• 提取文本:
【BUG】xinference升级0.12.2后运行glm4v出现OOM - Githubissues

xorbitsai / inference

Replace OpenAI GPT with another LLM in your app by changing a single line of code. Xinference gives you the freedom to use any LLM you need. With Xinference, you're empowered to run inference with any open-source language models, speech recognition models, and multimodal models, whether in the cloud, on-premises, or even on your laptop.

https://inference.readthedocs.io

Apache License 2.0

5.05k stars 402 forks source link

【BUG】xinference升级0.12.2后运行glm4v出现OOM #1712

Open Yog-AI opened 3 months ago

Yog-AI commented 3 months ago

模型是glm4-v-9b，显卡是3090和4090 启动命令： xinference launch --model-engine Transformers --model-name glm-4v --size-in-billions 9 --model-format pytorch --quantization none

问题描述： xinference刚刚升级到0.12.2版本后，3090和4090同时出现OOM（单机单卡），但在升级之前，在两台机器上都是正常的运行。

• 探究材料:
1 – 请照原文抄录glm4v OOM帖子中的一段：从含有“Yog-AI commented 3”的字句开始，到“在两台机器上都是正常的运行。”结束。
2 – 紧接glm4v OOM帖子的最后一句往下续写。
下面这些数据与此无关。

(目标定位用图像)
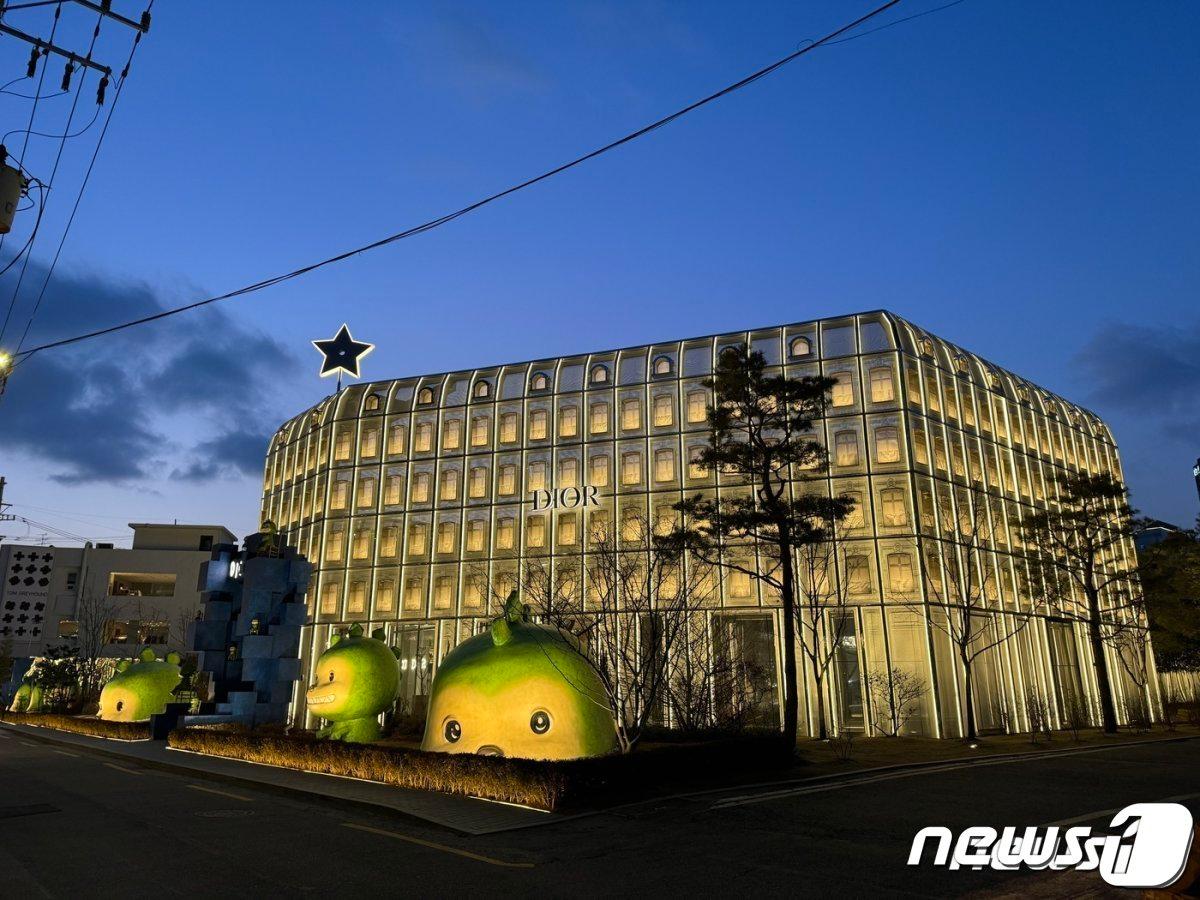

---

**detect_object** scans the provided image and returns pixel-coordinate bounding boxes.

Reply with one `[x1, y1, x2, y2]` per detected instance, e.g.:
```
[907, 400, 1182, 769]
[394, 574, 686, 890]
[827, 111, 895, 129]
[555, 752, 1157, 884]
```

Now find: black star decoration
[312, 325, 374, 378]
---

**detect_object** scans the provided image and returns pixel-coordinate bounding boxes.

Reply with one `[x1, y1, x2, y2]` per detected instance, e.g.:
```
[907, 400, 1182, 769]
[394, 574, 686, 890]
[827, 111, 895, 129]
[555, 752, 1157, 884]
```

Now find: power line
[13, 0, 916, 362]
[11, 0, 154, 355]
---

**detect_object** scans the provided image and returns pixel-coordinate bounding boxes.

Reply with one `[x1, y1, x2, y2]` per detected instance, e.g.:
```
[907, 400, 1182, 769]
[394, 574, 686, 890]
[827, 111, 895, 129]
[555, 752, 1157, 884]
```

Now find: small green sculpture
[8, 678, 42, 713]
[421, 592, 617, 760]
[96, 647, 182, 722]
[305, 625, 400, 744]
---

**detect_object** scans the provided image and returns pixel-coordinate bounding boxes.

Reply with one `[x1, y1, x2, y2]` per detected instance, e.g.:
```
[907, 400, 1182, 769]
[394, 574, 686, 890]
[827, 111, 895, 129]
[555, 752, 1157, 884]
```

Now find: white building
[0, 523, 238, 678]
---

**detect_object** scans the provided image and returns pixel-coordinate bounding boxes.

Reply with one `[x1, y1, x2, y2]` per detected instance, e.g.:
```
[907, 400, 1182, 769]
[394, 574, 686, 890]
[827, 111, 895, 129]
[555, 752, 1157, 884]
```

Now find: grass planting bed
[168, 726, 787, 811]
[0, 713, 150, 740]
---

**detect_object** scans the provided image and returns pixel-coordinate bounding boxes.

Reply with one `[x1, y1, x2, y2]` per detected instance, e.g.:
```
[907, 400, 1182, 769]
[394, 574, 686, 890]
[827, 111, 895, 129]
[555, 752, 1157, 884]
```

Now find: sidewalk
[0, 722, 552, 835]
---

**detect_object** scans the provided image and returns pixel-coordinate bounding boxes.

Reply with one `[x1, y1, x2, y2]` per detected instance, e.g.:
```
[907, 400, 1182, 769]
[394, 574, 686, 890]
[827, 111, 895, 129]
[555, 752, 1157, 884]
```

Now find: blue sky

• 任务解答:
1 –
Yog-AI commented 3 months ago

模型是glm4-v-9b，显卡是3090和4090 启动命令： xinference launch --model-engine Transformers --model-name glm-4v --size-in-billions 9 --model-format pytorch --quantization none

问题描述： xinference刚刚升级到0.12.2版本后，3090和4090同时出现OOM（单机单卡），但在升级之前，在两台机器上都是正常的运行。

2 –
QUNING1 commented 3 months ago

我A800 80G运行glm4 也会爆难绷 0.12.2

Yog-AI commented 3 months ago

我A800 80G运行glm4 也会爆难绷 0.12.2

是的，我200%确认在pip install xinference -U 之前，glm4v是正常运行且运行了一批识别任务的。

Yog-AI commented 3 months ago

我无法探明OOM问题出现的原因，只能给后面遇到相似问题的人一个参考。解决办法：回退xinference版本，重新创建一个conda虚拟环境，然后安装：pip install "xinference[all]==0.12.0" 然后就能运行glm4v模型了

MiningIrving commented 3 months ago

+1，3090 24G 设置N-GPU=4，但只使用第一张卡然后OOM

ChengjieLi28 commented 3 months ago

+1，3090 24G 设置N-GPU=4，但只使用第一张卡然后OOM

多卡问题glm4v他们官方改过一次代码，我们近期会升级huggingface模型版本号用以适配。modelscope下载的需要删掉模型再下载一遍应该就是他们最新修复的代码。

zhangever commented 2 months ago

我无法探明OOM问题出现的原因，只能给后面遇到相似问题的人一个参考。解决办法：回退xinference版本，重新创建一个conda虚拟环境，然后安装：pip install "xinference[all]==0.12.0" 然后就能运行glm4v模型了

感谢，我也遇到同样问题，折腾了半天，最后用大佬这种方法才算解决。

github-actions[bot] commented 2 months ago

This issue is stale because it has been open for 7 days with no activity.